=== Exercise directions ===
Return, word for word, the lines of the items below, starting at the line that contains "Track-and-sign request: indicate each instance of the cloudy" and ending at the line that contains "x=563, y=35", with both of those lines included.

=== Dataset records ===
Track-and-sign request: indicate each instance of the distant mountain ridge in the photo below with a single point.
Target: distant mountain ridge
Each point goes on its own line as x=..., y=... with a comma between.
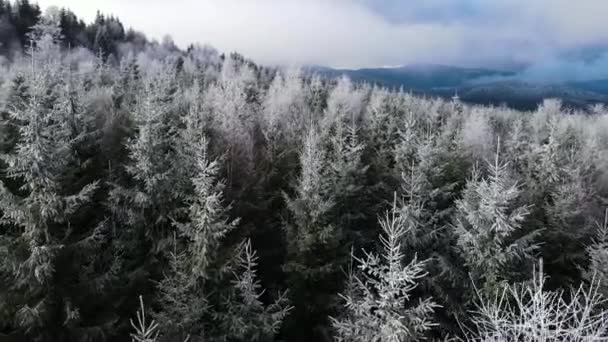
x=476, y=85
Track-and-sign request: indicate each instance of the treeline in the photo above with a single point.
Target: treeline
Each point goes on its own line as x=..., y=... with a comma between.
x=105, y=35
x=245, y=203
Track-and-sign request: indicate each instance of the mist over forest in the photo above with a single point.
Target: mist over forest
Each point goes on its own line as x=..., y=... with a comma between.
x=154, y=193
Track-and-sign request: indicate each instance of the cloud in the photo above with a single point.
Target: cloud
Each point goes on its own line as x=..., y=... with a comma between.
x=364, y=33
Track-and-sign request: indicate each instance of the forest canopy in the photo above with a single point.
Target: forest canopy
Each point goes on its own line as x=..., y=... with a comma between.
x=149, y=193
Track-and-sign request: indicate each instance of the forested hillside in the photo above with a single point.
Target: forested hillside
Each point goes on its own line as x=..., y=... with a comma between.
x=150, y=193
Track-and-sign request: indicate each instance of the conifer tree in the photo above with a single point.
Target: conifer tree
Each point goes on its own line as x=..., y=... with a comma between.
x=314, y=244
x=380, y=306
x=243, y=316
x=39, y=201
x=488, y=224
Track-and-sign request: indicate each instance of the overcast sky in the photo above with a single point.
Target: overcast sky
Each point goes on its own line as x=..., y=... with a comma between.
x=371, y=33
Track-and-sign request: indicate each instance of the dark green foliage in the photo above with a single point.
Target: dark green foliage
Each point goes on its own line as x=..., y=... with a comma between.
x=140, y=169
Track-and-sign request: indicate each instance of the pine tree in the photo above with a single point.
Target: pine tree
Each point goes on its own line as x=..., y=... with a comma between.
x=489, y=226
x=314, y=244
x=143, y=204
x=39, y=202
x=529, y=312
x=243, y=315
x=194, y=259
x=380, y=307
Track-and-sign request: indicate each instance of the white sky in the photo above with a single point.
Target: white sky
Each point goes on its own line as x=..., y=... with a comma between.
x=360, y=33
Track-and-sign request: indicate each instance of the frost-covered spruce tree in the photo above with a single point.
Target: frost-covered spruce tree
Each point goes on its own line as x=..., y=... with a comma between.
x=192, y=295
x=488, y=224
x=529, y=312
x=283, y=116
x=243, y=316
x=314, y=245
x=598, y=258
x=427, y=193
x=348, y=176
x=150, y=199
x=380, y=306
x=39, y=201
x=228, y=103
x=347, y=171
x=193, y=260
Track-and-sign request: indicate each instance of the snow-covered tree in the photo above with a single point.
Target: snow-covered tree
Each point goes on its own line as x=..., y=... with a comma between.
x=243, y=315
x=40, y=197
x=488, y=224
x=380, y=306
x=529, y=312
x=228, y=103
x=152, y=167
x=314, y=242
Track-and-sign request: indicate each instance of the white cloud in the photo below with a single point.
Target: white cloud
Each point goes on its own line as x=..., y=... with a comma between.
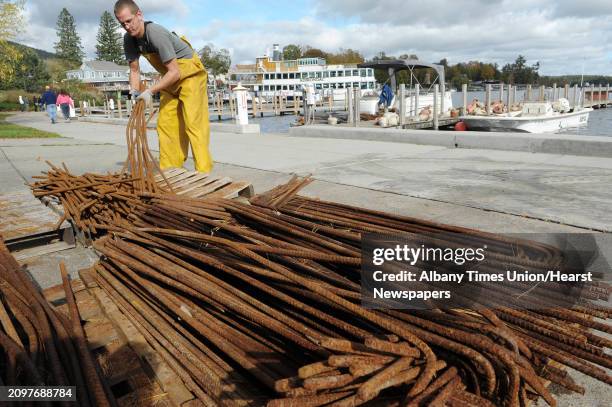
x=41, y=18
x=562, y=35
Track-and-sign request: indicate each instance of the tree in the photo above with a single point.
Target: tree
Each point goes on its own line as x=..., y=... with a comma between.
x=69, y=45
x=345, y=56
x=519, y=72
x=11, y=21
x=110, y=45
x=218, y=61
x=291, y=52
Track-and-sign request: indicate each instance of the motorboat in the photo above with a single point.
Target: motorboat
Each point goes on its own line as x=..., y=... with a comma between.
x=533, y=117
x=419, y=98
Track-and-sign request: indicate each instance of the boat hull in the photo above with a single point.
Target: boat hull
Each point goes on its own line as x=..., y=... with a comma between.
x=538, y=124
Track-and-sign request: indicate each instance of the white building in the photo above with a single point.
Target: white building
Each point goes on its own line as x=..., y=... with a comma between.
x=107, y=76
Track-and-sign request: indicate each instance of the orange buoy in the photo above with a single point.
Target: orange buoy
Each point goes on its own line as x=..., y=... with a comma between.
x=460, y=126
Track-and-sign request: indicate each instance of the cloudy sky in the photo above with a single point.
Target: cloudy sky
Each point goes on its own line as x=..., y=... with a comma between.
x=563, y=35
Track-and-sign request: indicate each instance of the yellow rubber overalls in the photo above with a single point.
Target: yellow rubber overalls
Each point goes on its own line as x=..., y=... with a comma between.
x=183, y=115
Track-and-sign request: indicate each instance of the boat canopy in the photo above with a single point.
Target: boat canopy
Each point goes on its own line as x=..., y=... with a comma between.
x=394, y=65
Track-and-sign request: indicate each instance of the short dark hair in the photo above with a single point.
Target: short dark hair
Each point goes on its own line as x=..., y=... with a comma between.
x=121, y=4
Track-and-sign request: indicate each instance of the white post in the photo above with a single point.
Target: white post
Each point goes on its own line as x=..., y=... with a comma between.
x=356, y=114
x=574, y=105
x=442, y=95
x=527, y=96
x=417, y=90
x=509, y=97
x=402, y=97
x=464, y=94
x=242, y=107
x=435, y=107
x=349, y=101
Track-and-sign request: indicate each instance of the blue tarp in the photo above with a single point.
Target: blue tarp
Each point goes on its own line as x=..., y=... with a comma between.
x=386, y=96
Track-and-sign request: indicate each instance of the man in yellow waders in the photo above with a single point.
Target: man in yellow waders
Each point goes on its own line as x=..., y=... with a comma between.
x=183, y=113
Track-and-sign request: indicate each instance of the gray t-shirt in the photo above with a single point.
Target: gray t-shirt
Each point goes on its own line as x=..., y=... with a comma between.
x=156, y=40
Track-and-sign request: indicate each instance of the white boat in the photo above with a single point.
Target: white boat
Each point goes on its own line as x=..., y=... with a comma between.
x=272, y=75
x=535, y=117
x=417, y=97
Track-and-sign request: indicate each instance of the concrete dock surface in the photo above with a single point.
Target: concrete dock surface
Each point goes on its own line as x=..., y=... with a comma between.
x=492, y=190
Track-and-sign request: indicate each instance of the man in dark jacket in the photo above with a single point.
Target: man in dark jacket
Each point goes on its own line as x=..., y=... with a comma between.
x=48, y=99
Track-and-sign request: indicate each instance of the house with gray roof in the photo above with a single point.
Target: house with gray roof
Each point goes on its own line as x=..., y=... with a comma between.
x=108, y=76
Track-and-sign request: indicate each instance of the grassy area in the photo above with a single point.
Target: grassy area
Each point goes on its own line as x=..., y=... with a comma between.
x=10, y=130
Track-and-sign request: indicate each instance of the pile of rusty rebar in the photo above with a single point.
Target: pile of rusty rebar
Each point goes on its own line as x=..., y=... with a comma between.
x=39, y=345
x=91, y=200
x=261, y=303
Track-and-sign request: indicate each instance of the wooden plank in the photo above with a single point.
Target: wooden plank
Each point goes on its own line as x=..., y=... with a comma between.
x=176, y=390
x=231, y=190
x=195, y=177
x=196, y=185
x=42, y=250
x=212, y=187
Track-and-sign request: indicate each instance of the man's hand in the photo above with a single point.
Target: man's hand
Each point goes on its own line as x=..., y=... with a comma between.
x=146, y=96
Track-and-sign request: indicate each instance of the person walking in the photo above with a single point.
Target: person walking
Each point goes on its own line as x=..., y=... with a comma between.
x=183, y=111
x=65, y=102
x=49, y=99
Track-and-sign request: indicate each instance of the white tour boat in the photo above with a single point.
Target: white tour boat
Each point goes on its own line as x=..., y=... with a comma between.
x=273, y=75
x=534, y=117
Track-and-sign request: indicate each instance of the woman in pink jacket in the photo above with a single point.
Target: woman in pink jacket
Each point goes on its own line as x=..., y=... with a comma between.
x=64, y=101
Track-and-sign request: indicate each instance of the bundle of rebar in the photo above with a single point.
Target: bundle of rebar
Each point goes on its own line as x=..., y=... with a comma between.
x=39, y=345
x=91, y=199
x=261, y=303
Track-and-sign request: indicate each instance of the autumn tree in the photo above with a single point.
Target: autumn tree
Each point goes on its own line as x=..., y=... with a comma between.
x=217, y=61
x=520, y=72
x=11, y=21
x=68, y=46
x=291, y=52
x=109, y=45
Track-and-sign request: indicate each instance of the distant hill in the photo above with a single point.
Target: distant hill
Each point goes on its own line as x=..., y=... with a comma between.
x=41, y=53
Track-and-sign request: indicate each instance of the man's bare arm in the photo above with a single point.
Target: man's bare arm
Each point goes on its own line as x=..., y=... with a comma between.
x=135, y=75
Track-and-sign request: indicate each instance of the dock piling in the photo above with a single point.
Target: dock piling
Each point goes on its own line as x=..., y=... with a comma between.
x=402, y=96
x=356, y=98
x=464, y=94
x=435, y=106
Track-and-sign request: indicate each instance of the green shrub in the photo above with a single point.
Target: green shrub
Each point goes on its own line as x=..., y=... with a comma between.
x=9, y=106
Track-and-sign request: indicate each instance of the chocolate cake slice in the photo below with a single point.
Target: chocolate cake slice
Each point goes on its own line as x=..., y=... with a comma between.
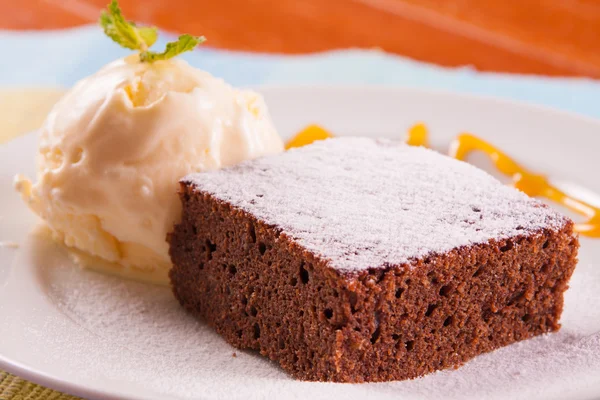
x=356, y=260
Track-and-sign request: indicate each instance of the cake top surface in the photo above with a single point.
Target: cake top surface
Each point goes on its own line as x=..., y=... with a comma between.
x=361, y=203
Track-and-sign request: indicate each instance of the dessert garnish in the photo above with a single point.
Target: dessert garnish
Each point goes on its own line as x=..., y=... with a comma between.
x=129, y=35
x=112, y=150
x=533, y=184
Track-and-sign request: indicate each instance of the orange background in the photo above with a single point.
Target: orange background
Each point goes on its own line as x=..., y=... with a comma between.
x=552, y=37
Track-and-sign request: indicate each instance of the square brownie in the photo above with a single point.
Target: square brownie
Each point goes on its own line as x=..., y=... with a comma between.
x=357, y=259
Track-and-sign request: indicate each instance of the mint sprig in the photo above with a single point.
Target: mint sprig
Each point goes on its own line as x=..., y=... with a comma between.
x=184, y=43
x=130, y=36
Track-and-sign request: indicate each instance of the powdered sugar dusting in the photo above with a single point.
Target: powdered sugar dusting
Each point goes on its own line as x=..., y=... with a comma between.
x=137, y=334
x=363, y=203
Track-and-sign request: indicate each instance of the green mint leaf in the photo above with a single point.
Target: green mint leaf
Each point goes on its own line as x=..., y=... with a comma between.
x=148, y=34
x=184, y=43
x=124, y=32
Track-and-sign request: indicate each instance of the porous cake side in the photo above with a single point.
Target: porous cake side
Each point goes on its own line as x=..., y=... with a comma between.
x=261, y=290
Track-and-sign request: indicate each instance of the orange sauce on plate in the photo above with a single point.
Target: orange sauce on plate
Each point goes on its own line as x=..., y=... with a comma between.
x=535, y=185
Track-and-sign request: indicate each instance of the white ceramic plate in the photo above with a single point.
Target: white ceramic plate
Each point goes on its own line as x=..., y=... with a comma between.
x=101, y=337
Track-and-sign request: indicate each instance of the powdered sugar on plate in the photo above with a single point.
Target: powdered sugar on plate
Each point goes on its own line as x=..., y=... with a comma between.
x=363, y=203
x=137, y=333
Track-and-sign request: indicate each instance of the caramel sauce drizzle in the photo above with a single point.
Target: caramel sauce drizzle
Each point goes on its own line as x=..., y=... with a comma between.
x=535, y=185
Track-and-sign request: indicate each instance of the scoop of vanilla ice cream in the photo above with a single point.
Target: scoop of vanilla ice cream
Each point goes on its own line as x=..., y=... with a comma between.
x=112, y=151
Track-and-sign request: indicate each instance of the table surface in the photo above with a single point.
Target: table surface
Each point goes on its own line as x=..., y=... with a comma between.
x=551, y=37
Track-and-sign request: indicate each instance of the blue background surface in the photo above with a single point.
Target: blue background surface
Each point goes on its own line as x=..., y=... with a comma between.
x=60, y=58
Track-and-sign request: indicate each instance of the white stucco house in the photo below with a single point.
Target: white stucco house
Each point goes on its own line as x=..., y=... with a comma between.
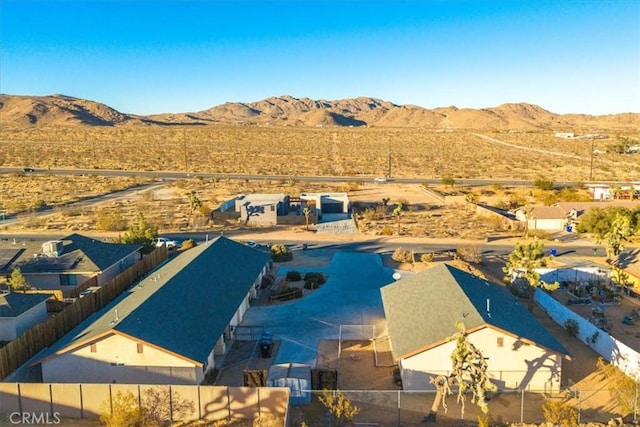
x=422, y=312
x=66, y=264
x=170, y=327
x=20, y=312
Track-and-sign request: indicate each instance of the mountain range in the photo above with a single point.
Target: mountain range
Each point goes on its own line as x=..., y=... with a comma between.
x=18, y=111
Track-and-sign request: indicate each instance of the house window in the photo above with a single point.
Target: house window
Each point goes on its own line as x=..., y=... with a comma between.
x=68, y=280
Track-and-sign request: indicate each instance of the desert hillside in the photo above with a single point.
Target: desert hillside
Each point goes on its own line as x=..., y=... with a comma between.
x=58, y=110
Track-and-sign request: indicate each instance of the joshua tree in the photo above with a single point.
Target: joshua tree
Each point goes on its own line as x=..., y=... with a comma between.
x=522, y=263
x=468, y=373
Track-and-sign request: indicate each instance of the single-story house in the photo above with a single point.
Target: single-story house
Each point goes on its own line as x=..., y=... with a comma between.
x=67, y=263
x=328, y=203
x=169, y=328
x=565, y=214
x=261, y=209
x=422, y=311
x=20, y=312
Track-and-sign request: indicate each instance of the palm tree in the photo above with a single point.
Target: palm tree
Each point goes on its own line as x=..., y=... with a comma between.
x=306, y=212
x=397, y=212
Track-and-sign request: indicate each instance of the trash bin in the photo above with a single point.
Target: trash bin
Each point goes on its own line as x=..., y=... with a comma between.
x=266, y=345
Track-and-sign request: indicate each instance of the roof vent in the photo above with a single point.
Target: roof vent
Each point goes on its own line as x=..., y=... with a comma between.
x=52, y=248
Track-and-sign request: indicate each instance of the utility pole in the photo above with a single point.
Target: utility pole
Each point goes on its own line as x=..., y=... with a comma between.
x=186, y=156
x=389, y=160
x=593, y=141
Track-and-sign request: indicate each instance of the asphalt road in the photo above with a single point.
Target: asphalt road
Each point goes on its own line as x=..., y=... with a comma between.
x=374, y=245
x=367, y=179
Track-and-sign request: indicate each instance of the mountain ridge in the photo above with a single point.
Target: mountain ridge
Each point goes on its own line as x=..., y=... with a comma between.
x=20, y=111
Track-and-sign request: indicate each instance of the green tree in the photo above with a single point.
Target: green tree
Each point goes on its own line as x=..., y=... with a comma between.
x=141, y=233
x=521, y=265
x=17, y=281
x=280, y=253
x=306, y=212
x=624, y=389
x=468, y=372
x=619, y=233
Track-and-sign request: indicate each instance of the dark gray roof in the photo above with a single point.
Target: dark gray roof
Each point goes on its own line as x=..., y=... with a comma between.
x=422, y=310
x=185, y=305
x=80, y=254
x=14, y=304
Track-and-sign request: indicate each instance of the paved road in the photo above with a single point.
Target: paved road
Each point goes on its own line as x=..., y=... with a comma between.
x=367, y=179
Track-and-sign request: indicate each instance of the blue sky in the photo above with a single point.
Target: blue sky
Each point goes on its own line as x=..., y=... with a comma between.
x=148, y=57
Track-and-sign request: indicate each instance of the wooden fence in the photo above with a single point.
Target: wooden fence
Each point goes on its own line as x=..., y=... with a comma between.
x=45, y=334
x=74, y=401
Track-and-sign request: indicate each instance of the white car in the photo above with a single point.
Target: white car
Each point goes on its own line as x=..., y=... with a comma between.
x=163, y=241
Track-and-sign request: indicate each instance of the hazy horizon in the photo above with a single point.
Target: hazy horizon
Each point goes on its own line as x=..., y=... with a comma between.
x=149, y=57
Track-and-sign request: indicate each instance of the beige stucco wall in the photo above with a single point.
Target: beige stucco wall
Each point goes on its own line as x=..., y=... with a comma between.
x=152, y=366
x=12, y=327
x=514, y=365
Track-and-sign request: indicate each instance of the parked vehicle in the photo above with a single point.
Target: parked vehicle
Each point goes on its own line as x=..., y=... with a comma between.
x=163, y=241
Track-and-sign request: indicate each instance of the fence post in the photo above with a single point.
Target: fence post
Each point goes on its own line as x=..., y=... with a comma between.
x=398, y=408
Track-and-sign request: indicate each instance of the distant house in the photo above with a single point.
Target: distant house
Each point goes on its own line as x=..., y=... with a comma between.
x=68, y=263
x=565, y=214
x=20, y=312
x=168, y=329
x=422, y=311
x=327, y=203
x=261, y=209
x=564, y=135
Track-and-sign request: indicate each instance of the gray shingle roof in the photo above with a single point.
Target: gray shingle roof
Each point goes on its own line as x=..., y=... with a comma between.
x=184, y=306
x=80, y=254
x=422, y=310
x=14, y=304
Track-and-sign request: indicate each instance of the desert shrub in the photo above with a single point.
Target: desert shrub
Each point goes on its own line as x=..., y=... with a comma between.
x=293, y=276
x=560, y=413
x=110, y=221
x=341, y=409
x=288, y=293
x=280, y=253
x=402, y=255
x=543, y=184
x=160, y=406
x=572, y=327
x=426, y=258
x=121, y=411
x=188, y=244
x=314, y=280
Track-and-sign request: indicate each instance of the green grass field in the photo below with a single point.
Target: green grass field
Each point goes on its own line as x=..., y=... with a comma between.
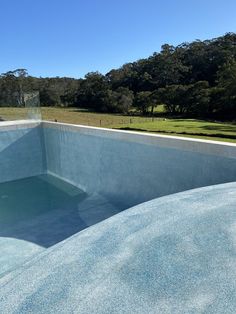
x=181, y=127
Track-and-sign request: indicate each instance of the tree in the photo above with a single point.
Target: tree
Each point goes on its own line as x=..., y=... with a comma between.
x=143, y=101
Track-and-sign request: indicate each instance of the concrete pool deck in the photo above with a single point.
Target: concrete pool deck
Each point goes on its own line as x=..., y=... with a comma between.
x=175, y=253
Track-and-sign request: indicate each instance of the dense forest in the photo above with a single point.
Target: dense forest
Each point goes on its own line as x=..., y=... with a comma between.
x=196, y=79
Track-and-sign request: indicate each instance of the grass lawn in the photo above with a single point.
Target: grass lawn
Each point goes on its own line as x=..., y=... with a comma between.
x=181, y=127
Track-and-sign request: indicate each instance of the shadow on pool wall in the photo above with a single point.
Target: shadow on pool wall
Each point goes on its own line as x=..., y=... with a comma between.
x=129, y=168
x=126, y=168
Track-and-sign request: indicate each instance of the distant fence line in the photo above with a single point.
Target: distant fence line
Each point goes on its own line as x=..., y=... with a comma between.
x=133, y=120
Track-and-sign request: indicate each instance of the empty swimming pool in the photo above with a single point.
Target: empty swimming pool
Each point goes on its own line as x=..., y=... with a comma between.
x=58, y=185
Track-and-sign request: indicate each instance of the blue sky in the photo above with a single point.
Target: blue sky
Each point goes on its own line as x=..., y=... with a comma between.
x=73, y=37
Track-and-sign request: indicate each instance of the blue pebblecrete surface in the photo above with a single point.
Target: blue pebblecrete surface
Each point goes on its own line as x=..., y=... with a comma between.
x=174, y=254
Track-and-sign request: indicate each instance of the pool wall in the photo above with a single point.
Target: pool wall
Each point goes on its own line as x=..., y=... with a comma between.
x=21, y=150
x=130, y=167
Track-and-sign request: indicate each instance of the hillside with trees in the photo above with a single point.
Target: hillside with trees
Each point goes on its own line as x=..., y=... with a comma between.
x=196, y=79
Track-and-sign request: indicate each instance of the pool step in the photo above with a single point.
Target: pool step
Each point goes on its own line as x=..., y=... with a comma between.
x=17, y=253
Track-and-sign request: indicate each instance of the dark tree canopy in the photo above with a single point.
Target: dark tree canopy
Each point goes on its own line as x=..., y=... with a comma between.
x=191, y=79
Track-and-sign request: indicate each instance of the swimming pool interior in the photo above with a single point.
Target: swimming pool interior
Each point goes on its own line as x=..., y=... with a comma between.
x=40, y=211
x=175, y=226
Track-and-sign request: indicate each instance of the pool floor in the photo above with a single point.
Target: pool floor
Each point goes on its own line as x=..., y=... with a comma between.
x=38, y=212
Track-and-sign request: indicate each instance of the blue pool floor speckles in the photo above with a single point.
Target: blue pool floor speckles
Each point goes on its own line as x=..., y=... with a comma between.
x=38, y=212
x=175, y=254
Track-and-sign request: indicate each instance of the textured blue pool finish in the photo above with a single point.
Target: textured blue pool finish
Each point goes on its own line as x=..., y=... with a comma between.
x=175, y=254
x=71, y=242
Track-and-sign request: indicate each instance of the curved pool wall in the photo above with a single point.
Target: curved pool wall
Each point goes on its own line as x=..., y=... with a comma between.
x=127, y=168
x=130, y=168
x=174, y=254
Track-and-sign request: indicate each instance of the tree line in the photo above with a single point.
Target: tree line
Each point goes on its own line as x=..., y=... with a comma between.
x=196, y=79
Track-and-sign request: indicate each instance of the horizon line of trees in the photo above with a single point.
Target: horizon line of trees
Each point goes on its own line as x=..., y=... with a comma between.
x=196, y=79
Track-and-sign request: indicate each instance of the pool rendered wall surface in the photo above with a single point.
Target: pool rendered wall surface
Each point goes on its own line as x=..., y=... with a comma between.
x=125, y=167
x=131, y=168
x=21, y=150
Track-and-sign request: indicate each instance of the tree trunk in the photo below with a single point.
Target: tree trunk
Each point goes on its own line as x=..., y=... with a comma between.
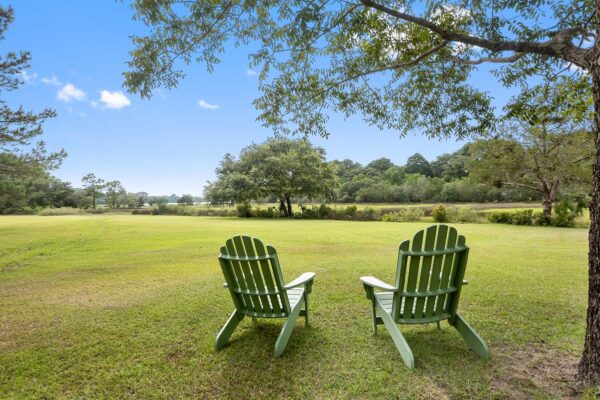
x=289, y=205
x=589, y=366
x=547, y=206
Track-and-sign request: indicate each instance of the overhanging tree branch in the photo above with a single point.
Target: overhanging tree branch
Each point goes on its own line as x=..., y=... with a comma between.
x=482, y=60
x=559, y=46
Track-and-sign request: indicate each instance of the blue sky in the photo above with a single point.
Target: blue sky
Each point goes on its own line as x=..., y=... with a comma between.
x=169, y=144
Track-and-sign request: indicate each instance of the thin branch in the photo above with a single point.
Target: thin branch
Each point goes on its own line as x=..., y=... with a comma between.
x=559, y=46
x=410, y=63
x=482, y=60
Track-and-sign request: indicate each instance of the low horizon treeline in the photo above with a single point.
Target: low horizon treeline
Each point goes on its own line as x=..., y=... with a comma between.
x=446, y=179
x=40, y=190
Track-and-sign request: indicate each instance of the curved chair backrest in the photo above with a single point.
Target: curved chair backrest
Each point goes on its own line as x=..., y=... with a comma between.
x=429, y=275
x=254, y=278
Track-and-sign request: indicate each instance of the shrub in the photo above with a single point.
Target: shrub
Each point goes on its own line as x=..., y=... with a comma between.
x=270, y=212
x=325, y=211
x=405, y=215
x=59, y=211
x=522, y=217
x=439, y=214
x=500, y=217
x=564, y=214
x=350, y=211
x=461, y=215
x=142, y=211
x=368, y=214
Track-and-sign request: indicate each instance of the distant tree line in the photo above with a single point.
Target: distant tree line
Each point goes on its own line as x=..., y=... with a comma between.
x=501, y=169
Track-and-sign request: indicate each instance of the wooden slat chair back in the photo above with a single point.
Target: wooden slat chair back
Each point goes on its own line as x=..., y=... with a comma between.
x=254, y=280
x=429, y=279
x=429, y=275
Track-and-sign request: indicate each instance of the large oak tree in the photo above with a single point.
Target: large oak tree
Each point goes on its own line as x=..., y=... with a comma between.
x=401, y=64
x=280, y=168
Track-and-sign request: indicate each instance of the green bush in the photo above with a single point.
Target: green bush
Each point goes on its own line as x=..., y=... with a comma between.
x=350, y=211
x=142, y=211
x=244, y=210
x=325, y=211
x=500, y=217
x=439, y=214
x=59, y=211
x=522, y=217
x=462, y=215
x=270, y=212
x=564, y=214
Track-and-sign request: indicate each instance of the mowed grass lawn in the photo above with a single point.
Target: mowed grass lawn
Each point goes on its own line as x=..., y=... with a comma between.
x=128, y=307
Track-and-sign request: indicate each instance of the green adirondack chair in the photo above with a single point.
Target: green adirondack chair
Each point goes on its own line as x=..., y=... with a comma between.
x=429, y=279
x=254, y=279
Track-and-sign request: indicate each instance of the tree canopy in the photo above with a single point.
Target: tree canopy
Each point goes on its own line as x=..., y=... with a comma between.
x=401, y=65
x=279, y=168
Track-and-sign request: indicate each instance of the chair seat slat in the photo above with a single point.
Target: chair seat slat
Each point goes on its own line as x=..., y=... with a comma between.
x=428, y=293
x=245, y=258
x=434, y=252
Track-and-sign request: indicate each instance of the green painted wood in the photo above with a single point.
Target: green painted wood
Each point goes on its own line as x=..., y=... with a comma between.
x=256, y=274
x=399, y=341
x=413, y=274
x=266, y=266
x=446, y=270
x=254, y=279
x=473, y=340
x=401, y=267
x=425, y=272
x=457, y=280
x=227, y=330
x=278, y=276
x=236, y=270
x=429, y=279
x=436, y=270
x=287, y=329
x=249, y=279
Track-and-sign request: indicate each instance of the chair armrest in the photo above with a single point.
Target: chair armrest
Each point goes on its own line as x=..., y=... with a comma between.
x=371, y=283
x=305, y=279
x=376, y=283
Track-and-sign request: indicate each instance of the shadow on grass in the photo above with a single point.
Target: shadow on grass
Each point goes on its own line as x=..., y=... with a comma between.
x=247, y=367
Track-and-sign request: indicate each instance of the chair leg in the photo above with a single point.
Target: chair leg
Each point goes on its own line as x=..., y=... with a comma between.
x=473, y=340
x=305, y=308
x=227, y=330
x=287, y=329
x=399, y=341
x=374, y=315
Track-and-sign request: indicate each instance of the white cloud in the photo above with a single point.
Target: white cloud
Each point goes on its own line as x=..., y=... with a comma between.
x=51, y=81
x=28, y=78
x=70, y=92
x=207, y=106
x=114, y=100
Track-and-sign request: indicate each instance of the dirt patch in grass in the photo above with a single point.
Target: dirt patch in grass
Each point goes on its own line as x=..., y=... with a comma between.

=== Problem solution ===
Track-and-sign request: indicate each instance of the cloudy sky in the photo above with a single point.
Target: cloudy sky
Each point goes on its own line as x=..., y=... with a comma between.
x=563, y=35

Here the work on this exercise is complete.